> **Brief**
If a line below falls between the line with "# mark the tall" and the line with "# mark the white trim", or is one of those two, output it exactly; output nothing else and no pictures.

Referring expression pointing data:
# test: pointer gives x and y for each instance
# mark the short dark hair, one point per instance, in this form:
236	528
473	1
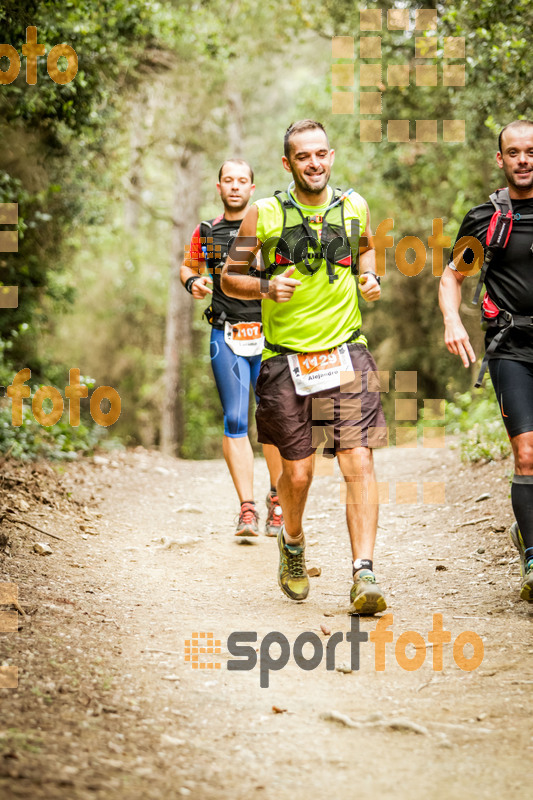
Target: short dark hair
235	161
517	123
299	127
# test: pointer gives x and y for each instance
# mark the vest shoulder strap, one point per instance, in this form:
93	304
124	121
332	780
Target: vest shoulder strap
206	225
501	200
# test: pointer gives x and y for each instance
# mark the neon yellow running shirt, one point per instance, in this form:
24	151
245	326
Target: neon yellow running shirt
320	315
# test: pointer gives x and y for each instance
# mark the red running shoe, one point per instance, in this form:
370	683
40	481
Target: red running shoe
248	521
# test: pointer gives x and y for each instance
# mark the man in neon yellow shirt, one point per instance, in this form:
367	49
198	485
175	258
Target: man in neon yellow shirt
317	376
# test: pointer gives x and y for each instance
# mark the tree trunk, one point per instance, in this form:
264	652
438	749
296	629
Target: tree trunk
179	334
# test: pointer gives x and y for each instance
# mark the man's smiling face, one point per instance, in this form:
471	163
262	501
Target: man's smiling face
516	158
310	160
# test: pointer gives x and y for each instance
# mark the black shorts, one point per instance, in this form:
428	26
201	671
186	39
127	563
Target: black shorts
329	420
513	384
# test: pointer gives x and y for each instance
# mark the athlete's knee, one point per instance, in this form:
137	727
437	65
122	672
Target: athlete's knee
234	427
523	454
298	473
356	462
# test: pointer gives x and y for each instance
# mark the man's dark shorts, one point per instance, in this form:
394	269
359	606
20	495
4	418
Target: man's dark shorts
337	419
513	384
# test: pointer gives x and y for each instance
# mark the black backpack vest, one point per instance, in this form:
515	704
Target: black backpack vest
299	244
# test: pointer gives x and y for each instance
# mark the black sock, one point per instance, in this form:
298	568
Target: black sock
522	500
362	563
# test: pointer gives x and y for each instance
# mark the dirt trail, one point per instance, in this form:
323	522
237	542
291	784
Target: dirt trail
108	707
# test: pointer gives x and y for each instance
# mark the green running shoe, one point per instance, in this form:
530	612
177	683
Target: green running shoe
526	569
366	597
292	574
274	515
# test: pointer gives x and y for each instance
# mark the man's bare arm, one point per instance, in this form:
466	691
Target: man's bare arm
455	336
194	268
368	285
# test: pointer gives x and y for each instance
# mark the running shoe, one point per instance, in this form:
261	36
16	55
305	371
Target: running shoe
292	574
526	568
366	597
274	515
248	521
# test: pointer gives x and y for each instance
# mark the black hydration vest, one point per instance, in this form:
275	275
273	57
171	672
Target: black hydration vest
299	244
498	234
216	237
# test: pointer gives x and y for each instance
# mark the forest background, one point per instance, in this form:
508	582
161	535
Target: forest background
112	171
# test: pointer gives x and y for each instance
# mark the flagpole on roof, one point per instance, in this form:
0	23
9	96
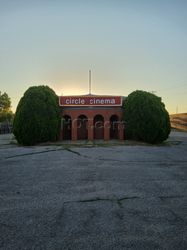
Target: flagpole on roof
89	82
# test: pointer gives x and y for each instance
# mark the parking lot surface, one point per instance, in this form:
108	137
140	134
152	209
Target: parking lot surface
110	197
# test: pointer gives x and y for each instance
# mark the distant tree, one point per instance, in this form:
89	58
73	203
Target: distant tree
6	115
145	117
5	102
37	118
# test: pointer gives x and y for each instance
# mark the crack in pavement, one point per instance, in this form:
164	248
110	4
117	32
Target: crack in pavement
33	153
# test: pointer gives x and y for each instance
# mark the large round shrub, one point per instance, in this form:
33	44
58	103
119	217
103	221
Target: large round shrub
37	117
145	117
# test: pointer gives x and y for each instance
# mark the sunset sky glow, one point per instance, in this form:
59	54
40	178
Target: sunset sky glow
128	45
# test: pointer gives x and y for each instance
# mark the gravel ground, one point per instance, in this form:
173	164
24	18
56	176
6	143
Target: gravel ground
114	197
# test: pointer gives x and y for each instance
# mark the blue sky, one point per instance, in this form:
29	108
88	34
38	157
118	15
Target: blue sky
128	45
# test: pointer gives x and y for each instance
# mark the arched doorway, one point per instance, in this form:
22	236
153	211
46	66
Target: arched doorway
82	127
114	121
98	127
66	127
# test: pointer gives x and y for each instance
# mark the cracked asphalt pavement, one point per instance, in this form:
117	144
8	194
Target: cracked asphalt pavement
118	197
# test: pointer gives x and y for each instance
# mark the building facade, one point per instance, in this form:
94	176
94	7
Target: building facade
91	117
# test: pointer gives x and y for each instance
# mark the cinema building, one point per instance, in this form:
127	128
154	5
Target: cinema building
91	117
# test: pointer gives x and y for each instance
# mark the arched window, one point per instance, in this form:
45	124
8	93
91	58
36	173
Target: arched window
66	127
114	123
98	127
82	127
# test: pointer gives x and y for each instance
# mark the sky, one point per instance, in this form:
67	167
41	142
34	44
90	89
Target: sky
127	44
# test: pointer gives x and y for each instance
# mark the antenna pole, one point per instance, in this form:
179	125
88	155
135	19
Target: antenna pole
89	82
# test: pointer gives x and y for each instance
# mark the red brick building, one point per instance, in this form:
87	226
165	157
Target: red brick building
91	117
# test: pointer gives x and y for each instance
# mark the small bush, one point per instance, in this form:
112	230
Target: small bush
37	118
146	118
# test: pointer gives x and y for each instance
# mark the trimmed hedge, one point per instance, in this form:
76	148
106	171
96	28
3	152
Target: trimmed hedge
146	118
37	118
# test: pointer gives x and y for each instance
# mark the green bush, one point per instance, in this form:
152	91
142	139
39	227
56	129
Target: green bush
37	118
145	117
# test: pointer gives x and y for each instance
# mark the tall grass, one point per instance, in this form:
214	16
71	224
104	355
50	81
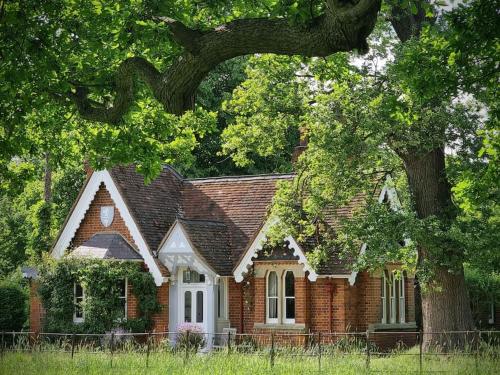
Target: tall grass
215	363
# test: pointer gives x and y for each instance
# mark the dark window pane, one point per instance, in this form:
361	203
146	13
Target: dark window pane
273	308
289	284
273	284
187	306
199	307
290	308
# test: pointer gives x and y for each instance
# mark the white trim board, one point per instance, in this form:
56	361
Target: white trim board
81	208
257	245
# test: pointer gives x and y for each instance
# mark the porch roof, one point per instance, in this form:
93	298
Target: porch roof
106	246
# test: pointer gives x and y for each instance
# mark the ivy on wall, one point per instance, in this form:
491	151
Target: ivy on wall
101	305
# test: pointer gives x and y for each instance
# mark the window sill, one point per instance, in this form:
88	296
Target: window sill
392	326
277	326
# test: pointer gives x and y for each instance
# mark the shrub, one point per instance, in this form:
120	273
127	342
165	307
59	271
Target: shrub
190	336
12	307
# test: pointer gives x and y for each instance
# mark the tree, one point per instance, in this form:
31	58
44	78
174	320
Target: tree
364	123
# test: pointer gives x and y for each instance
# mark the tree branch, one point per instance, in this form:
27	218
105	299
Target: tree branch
343	27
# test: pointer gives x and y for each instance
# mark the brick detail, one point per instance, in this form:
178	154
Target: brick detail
301	305
260	300
132	303
235	301
36	310
91	223
160	320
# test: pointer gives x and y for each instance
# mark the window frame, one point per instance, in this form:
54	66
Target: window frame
393	298
270	320
78	319
125	297
285	297
222	299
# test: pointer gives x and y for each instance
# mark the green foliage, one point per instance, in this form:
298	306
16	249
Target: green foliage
13	304
101	306
484	290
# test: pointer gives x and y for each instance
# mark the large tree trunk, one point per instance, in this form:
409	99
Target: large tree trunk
445	301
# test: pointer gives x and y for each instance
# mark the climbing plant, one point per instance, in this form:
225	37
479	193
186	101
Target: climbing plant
101	305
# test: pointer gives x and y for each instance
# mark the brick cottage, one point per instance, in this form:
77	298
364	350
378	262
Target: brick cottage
204	242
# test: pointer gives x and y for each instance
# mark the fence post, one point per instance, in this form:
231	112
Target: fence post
187	347
112	346
72	345
147	349
319	351
271	358
420	348
476	351
367	350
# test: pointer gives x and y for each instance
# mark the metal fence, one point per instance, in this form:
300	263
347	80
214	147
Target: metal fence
365	346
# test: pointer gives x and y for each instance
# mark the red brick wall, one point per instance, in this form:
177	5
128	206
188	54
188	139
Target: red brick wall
91	223
260	301
36	309
160	320
132	303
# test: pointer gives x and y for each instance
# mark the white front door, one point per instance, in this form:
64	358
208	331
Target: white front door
193	306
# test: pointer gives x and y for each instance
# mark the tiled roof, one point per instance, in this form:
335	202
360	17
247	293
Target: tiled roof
222	215
106	246
211	239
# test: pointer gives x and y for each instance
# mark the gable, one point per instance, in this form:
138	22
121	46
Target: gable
177	251
91	223
82	206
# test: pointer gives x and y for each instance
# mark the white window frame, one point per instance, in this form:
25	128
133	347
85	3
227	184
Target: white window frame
402	302
277	297
383	297
222	298
392	295
491	317
75	318
126	299
285	297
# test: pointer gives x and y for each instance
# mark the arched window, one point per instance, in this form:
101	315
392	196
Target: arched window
289	298
272	297
392	296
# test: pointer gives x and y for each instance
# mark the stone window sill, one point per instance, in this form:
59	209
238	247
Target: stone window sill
289	327
392	326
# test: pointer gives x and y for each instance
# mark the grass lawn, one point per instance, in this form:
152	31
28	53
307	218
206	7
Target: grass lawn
19	363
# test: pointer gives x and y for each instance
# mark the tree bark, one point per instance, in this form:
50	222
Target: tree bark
445	301
344	26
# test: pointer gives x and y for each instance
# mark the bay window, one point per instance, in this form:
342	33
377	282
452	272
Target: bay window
78	297
392	295
280	298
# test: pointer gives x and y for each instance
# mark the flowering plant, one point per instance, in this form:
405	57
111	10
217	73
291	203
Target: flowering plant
190	336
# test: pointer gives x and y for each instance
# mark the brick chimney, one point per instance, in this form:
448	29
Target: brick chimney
300	148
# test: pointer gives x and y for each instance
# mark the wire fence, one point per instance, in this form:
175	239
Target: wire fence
365	346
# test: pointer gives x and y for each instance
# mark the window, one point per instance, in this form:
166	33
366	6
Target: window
491	315
221	299
280	301
272	297
289	298
122	289
187	306
199	306
191	277
79	296
392	297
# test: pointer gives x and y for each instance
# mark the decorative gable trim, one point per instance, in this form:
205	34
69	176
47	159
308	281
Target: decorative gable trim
257	245
80	209
395	205
177	249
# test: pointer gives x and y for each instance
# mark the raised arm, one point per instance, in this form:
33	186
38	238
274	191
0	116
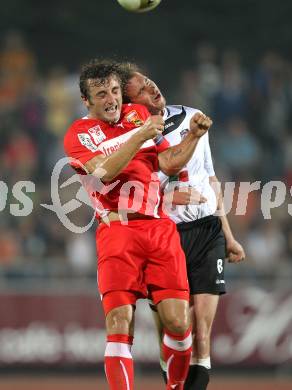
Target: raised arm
172	160
235	251
108	167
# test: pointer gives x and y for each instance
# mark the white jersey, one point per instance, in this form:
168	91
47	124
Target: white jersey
199	168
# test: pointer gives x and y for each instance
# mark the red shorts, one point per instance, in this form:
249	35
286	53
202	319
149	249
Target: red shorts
141	259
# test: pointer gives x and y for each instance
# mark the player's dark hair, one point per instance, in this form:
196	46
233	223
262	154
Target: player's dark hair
126	72
99	70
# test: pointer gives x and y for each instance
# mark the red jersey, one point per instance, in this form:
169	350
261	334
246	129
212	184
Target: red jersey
137	187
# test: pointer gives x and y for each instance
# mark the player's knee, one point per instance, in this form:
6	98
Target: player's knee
178	325
202	333
119	320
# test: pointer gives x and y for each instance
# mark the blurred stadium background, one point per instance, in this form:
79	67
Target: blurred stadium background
230	58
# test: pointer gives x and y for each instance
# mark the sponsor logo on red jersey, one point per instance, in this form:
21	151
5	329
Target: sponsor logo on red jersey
133	117
97	134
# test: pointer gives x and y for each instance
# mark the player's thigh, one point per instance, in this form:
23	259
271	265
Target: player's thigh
174	314
166	266
120	320
204	308
120	260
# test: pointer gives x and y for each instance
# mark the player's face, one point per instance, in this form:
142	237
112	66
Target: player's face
105	99
142	90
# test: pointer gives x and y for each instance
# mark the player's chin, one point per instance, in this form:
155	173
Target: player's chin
113	117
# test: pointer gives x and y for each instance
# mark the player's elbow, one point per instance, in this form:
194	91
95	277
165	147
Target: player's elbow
169	169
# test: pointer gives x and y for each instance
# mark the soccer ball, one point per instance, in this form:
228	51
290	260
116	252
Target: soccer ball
139	5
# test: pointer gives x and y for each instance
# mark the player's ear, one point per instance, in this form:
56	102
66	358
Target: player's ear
85	101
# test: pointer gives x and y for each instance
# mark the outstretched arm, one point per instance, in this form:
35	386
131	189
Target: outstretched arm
172	160
235	252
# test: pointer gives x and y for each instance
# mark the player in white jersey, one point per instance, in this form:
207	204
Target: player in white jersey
206	239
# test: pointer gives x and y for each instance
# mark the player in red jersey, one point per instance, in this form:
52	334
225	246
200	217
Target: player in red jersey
139	252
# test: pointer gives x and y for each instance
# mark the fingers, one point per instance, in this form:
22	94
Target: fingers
202	120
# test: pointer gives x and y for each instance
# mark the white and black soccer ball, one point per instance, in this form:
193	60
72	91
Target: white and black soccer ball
139	5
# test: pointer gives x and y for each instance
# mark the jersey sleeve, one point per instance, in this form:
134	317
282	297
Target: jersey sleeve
208	163
161	143
80	147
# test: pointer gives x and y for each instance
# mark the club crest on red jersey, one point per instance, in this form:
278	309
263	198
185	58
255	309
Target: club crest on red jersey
97	134
133	117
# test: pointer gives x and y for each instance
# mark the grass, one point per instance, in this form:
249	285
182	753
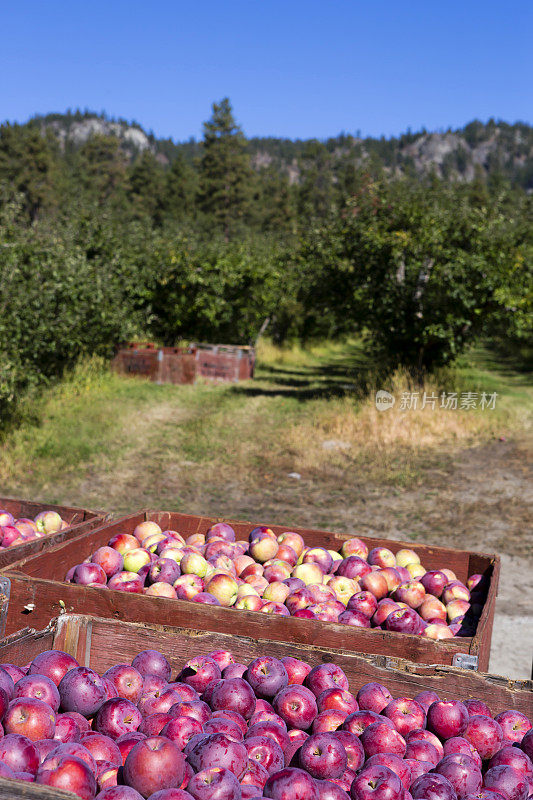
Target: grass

> **Response to this exercise**
# mark the tall grass, one point per instance, in this form:
214	16
71	224
104	355
50	81
Target: tall grass
215	363
# test: pointer gives x and y for each instance
# mark the dark window pane, one point per instance, in this form:
361	203
146	13
Target: dark window pane
273	308
289	284
273	284
187	306
199	307
290	308
# test: pointer gives x and y for each instance
# mark the white trim board, one point per instance, in this form:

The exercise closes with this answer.